** GIVEN RECORDS follows **
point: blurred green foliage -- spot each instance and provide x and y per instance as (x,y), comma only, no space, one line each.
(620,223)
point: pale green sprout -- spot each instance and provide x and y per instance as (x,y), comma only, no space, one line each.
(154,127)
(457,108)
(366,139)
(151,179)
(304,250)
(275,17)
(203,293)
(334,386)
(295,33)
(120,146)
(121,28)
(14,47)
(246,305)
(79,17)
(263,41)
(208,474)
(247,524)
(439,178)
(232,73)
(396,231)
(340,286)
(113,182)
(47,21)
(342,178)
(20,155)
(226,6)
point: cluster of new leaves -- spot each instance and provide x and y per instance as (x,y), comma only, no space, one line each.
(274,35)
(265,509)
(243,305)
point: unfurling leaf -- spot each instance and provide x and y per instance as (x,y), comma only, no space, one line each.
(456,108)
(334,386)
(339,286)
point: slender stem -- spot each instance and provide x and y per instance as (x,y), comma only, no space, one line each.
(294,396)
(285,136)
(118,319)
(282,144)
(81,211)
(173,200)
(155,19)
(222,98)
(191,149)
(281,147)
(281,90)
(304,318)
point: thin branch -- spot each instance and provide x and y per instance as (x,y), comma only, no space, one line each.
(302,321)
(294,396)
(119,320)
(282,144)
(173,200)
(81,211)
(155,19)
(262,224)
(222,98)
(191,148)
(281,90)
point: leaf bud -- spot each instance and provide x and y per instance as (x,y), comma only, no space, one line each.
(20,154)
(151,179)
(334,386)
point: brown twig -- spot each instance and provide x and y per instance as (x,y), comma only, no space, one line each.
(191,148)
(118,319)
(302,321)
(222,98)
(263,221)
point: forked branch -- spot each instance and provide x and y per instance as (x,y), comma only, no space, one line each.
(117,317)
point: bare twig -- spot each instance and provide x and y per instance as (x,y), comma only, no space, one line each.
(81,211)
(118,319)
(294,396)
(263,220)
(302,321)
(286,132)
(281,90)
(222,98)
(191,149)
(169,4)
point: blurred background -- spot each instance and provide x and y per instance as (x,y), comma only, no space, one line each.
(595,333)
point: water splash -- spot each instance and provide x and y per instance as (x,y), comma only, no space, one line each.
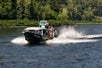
(19,40)
(70,35)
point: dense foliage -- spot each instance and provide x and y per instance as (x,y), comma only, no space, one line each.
(50,9)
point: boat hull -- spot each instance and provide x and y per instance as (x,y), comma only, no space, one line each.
(33,38)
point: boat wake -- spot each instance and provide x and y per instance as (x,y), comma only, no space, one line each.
(66,35)
(70,35)
(19,41)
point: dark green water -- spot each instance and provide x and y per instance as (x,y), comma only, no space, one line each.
(66,55)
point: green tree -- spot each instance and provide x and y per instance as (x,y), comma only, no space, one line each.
(5,9)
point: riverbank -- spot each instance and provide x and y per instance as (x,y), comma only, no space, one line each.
(21,23)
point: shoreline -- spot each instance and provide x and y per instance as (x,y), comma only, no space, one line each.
(30,23)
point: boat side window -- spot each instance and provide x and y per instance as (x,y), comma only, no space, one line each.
(37,32)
** End of GIVEN RECORDS **
Print every record above exactly as written, leaving out the pictures.

point: blurred green foliage -- spot each instance and provide x and y per instance as (x,y), comma only, no space, one line each.
(620,223)
point: pale green sprout -- spot each instance and provide x and y per instance as (x,y), comma only, no space, one line each.
(154,127)
(457,108)
(366,139)
(151,179)
(304,250)
(275,17)
(203,293)
(334,386)
(295,33)
(120,146)
(121,28)
(14,47)
(246,305)
(79,17)
(263,41)
(208,474)
(247,524)
(439,178)
(232,73)
(396,231)
(340,286)
(113,182)
(47,21)
(342,178)
(20,155)
(226,6)
point: cluster of new leaves -- spot each instance and provide x and y per instance as (x,y), comma only, no space, one line each.
(274,35)
(265,509)
(243,305)
point: unfurling leaf -- spot each instance and provide x and y per instance as (x,y), comma only, no space, one line each.
(456,108)
(334,386)
(339,286)
point: slender stem -- spot each instance and provide x and y per instance as (x,y), comma only, no space, one line each.
(294,396)
(285,136)
(118,319)
(282,144)
(81,211)
(173,200)
(155,19)
(222,98)
(191,149)
(281,147)
(281,90)
(304,318)
point: thin branch -- spot each instance and provide x and y per instance as (x,y), comma only, no space, one line each.
(302,321)
(294,396)
(119,320)
(282,144)
(173,200)
(81,211)
(155,19)
(262,224)
(222,98)
(191,148)
(281,90)
point: leaf bud -- spot each instance and provide x and y per instance as (x,y), comma only, no space, one line each.
(20,154)
(151,179)
(334,386)
point: brown twig -- spot each instance and provide x and y per instance as (x,y), comma only, no space, one line each.
(191,148)
(118,319)
(302,321)
(222,98)
(263,221)
point: forked branch -- spot each instance and provide x and y per instance as (x,y), comma only, no space, one line each.
(117,317)
point: bare twig -- spot each instance and provide x and y per instance as (x,y), comma only, no space, one line each.
(81,211)
(118,319)
(294,396)
(263,220)
(302,321)
(286,132)
(281,90)
(222,98)
(191,149)
(169,4)
point: blurred background -- spot each instance and provide x and y per instance as (x,y), comma only, no space, one line each.
(595,333)
point: water splash -- spot each instance and provide x and y per instance as (x,y), comma only, no space, one line each.
(19,40)
(70,35)
point: dense foliage -- spot each instance and provide x and y per instance as (x,y), comma only, no space, one line each.
(50,9)
point: boat hull -- spot each instance and provide x and y per instance as (x,y), comma only, no space, one line each.
(33,38)
point: boat wake -- spot each instance and provide x and y per instance as (x,y), comma only, no space, one line each.
(66,35)
(70,35)
(19,41)
point: dark green water -- spot each instance and provide x and y per instance as (x,y), comma only, no space, one line each.
(66,55)
point: green tree -- spot each instance and provide x and y per instance as (x,y), comma only, no space, one line each.
(5,9)
point: riverbank -- spot each instance and provide x and y per instance as (x,y), comma only, no space, one line each.
(21,23)
point: shoreline -- spot each instance and provide x and y per instance as (x,y), comma only, no space, one line each.
(30,23)
point: boat side window -- spot each instance and provide x and y per instance as (x,y), comma only, no space, one line each.
(37,32)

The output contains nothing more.